## AIM OF THE EXERCISE
Set down, character for character, everything in the records below from the line holding "255L82 261L92 252L93" down to the line holding "negative clicks: (192, 317) (181, 250)", and no other line.

START RECORDS FOR PROCESSING

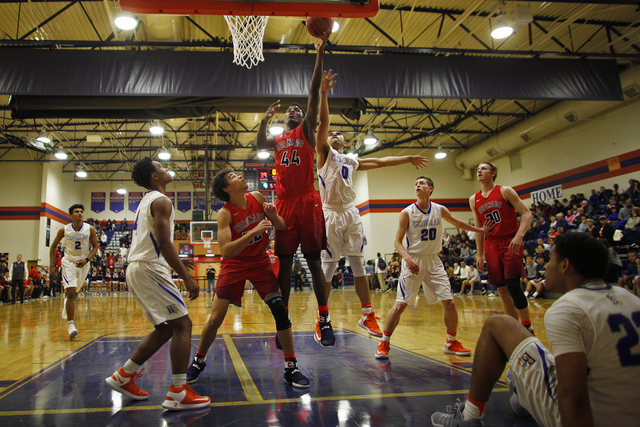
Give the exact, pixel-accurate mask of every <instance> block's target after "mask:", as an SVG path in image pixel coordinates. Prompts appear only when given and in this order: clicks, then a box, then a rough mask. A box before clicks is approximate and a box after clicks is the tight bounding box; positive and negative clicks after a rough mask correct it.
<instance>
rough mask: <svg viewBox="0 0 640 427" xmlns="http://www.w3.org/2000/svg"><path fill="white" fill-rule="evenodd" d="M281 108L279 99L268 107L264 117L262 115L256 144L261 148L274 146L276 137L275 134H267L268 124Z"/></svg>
mask: <svg viewBox="0 0 640 427" xmlns="http://www.w3.org/2000/svg"><path fill="white" fill-rule="evenodd" d="M279 108H280V100H279V99H278V100H277V101H276V102H274V103H273V104H271V105H270V106H269V108H267V112H266V113H264V117H262V120H261V121H260V127H259V128H258V135H257V137H256V146H257V147H258V148H259V149H261V150H265V149H267V148H273V142H274V140H275V138H274V137H273V136H267V126H269V121H270V120H271V119H272V118H273V116H275V115H276V111H278V109H279Z"/></svg>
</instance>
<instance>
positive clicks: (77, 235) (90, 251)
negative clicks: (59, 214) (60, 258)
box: [64, 222, 91, 261]
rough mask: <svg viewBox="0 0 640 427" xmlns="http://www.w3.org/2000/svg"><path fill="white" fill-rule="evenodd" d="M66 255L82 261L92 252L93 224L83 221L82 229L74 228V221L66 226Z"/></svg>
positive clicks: (65, 240) (67, 258) (66, 255)
mask: <svg viewBox="0 0 640 427" xmlns="http://www.w3.org/2000/svg"><path fill="white" fill-rule="evenodd" d="M64 239H65V245H64V257H65V258H67V259H68V260H69V261H80V260H82V259H85V258H86V257H87V256H89V252H91V226H90V225H89V224H87V223H86V222H83V223H82V227H80V230H76V229H74V228H73V222H72V223H70V224H67V225H65V226H64Z"/></svg>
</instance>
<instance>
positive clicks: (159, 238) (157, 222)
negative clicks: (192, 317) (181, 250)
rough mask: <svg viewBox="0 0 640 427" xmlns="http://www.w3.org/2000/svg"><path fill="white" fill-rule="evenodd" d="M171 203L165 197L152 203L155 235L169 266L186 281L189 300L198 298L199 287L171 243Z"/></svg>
mask: <svg viewBox="0 0 640 427" xmlns="http://www.w3.org/2000/svg"><path fill="white" fill-rule="evenodd" d="M172 209H173V207H172V206H171V201H170V200H169V199H167V198H165V197H161V198H159V199H156V200H155V201H154V202H153V203H151V215H152V216H153V235H154V236H155V238H156V242H157V243H158V249H159V250H160V253H161V254H162V256H163V257H164V259H165V261H167V264H169V266H170V267H171V268H173V270H174V271H175V272H176V273H178V275H179V276H180V277H181V278H182V280H184V286H185V288H186V289H187V291H188V292H189V299H192V300H193V299H196V298H198V293H199V289H198V285H197V284H196V281H195V280H194V279H193V277H191V274H189V271H187V268H186V267H185V266H184V264H183V263H182V261H181V260H180V257H179V256H178V252H177V251H176V248H175V246H173V242H172V241H171V211H172Z"/></svg>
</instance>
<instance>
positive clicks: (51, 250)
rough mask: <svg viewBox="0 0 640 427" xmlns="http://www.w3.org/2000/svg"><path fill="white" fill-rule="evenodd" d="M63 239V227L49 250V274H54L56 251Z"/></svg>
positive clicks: (58, 233)
mask: <svg viewBox="0 0 640 427" xmlns="http://www.w3.org/2000/svg"><path fill="white" fill-rule="evenodd" d="M63 237H64V227H63V228H61V229H60V230H58V234H56V238H55V239H53V243H51V247H50V248H49V274H51V273H55V272H56V249H58V245H59V244H60V242H61V241H62V238H63Z"/></svg>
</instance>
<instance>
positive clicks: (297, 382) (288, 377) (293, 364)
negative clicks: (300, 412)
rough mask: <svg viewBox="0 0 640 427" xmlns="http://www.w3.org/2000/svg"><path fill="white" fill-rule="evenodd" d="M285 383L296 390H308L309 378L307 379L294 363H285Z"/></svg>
mask: <svg viewBox="0 0 640 427" xmlns="http://www.w3.org/2000/svg"><path fill="white" fill-rule="evenodd" d="M285 366H286V367H285V368H284V383H285V384H287V385H290V386H293V387H296V388H308V387H309V378H307V377H305V376H304V375H302V374H301V373H300V371H299V370H298V366H297V364H296V362H295V360H294V361H291V362H285Z"/></svg>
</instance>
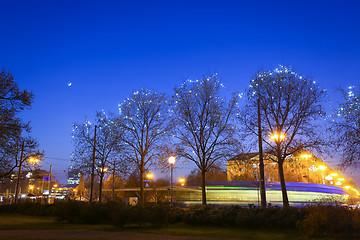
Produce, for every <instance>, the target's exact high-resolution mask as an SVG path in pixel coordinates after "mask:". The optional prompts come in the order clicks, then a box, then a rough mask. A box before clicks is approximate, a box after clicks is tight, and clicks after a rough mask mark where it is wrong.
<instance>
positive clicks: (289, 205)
mask: <svg viewBox="0 0 360 240" xmlns="http://www.w3.org/2000/svg"><path fill="white" fill-rule="evenodd" d="M283 164H284V161H282V160H279V163H278V166H279V178H280V185H281V192H282V197H283V207H284V208H285V207H289V206H290V205H289V199H288V196H287V191H286V184H285V176H284V168H283Z"/></svg>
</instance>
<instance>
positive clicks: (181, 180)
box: [179, 178, 185, 186]
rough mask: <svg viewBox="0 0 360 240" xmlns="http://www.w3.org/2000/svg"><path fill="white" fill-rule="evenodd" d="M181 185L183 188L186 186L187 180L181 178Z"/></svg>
mask: <svg viewBox="0 0 360 240" xmlns="http://www.w3.org/2000/svg"><path fill="white" fill-rule="evenodd" d="M179 183H180V184H181V186H184V185H185V178H179Z"/></svg>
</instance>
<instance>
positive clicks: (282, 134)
mask: <svg viewBox="0 0 360 240" xmlns="http://www.w3.org/2000/svg"><path fill="white" fill-rule="evenodd" d="M270 138H271V139H272V140H274V141H275V142H280V141H282V140H284V139H285V134H283V133H273V134H271V135H270Z"/></svg>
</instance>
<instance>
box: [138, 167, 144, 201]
mask: <svg viewBox="0 0 360 240" xmlns="http://www.w3.org/2000/svg"><path fill="white" fill-rule="evenodd" d="M139 200H140V201H139V202H140V204H141V205H142V206H143V205H144V203H145V199H144V165H143V164H141V167H140V199H139Z"/></svg>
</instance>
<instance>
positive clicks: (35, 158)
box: [29, 158, 39, 172]
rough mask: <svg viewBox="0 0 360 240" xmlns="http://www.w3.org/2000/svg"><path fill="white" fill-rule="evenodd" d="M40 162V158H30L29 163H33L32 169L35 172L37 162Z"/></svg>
mask: <svg viewBox="0 0 360 240" xmlns="http://www.w3.org/2000/svg"><path fill="white" fill-rule="evenodd" d="M38 162H39V159H37V158H30V159H29V163H31V164H32V165H33V169H32V171H33V172H34V168H35V164H37V163H38Z"/></svg>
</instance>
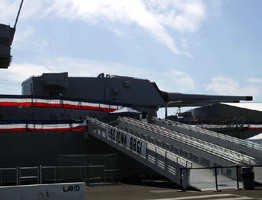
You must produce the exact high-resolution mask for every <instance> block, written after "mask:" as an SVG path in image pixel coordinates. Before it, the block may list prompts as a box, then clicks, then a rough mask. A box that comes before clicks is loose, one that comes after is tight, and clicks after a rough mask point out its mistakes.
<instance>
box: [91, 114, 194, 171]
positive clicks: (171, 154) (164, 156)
mask: <svg viewBox="0 0 262 200" xmlns="http://www.w3.org/2000/svg"><path fill="white" fill-rule="evenodd" d="M87 120H88V121H90V122H91V123H93V124H96V125H97V126H99V127H101V128H103V129H104V130H103V131H104V132H106V127H107V126H108V127H112V126H110V125H108V124H105V123H103V122H101V121H98V120H96V119H93V118H90V117H87ZM128 134H130V133H128ZM136 137H138V136H136ZM139 138H140V139H141V140H142V141H144V140H143V139H142V138H141V137H139ZM144 142H146V143H147V149H149V150H151V151H153V152H155V153H158V154H159V152H167V154H168V155H169V156H170V158H171V160H172V161H174V162H176V163H178V164H180V165H182V166H184V167H188V168H191V167H192V162H191V161H189V160H187V159H185V158H183V157H181V156H178V155H176V154H174V153H172V152H168V151H166V150H165V149H163V148H161V147H159V146H157V145H154V144H152V143H150V142H147V141H144ZM171 155H172V156H171ZM164 157H166V156H165V155H164ZM173 158H175V159H173Z"/></svg>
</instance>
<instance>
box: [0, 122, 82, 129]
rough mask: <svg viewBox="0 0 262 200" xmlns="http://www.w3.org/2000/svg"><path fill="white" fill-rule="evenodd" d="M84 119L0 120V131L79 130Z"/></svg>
mask: <svg viewBox="0 0 262 200" xmlns="http://www.w3.org/2000/svg"><path fill="white" fill-rule="evenodd" d="M85 129H87V124H86V121H82V122H77V121H68V120H66V121H53V122H51V121H25V120H22V121H1V122H0V131H81V130H85Z"/></svg>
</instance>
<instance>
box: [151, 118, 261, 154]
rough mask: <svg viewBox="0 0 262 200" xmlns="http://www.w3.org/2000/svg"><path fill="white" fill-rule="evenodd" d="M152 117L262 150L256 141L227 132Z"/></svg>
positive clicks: (160, 122) (157, 120) (162, 120)
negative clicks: (236, 137)
mask: <svg viewBox="0 0 262 200" xmlns="http://www.w3.org/2000/svg"><path fill="white" fill-rule="evenodd" d="M152 119H153V120H154V121H155V122H160V123H162V124H166V125H171V126H174V127H180V128H184V129H187V130H190V131H196V132H199V133H202V134H205V135H209V136H212V137H216V138H218V139H222V140H226V141H229V142H233V143H236V144H238V145H242V146H245V147H248V148H252V149H255V150H259V151H261V152H262V145H261V144H258V143H255V142H251V141H248V140H243V139H239V138H236V137H232V136H229V135H225V134H222V133H217V132H214V131H210V130H207V129H203V128H199V127H196V126H190V125H187V124H183V123H180V122H175V121H172V120H168V119H161V118H157V117H153V118H152Z"/></svg>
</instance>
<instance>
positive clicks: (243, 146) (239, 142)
mask: <svg viewBox="0 0 262 200" xmlns="http://www.w3.org/2000/svg"><path fill="white" fill-rule="evenodd" d="M153 121H154V124H155V125H158V126H161V127H164V128H166V129H170V130H173V131H176V132H180V133H183V134H185V135H188V136H191V137H195V138H199V139H201V140H205V141H207V142H210V143H213V144H217V145H219V146H221V147H224V148H226V149H228V150H233V151H235V152H238V153H241V154H244V155H246V156H247V157H246V158H251V160H250V159H249V160H250V162H249V163H248V164H249V165H255V164H258V165H261V164H262V145H261V144H257V143H254V142H251V141H248V140H243V139H239V138H236V137H232V136H229V135H225V134H222V133H217V132H214V131H210V130H207V129H202V128H199V127H195V126H192V125H186V124H183V123H179V122H175V121H172V120H168V119H160V118H156V117H154V118H153ZM254 172H255V181H256V182H259V183H262V170H261V168H260V167H254Z"/></svg>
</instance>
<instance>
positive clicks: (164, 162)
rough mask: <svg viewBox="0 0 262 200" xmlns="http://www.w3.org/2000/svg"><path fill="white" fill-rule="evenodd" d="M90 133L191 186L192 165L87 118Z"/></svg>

END RECORDS FOR PROCESSING

## RESPONSE TO THE EXERCISE
rough mask: <svg viewBox="0 0 640 427" xmlns="http://www.w3.org/2000/svg"><path fill="white" fill-rule="evenodd" d="M66 255L82 261L92 252L93 224L83 221L82 229L74 228V221L66 226Z"/></svg>
positive clicks: (65, 240) (67, 258) (66, 255)
mask: <svg viewBox="0 0 640 427" xmlns="http://www.w3.org/2000/svg"><path fill="white" fill-rule="evenodd" d="M64 239H65V245H64V257H65V258H67V259H68V260H69V261H80V260H82V259H85V258H86V257H87V256H89V252H91V226H90V225H89V224H87V223H86V222H83V223H82V227H80V230H76V229H74V228H73V222H72V223H70V224H67V225H65V226H64Z"/></svg>
</instance>
<instance>
positive clicks: (159, 238) (157, 222)
negative clicks: (192, 317) (181, 250)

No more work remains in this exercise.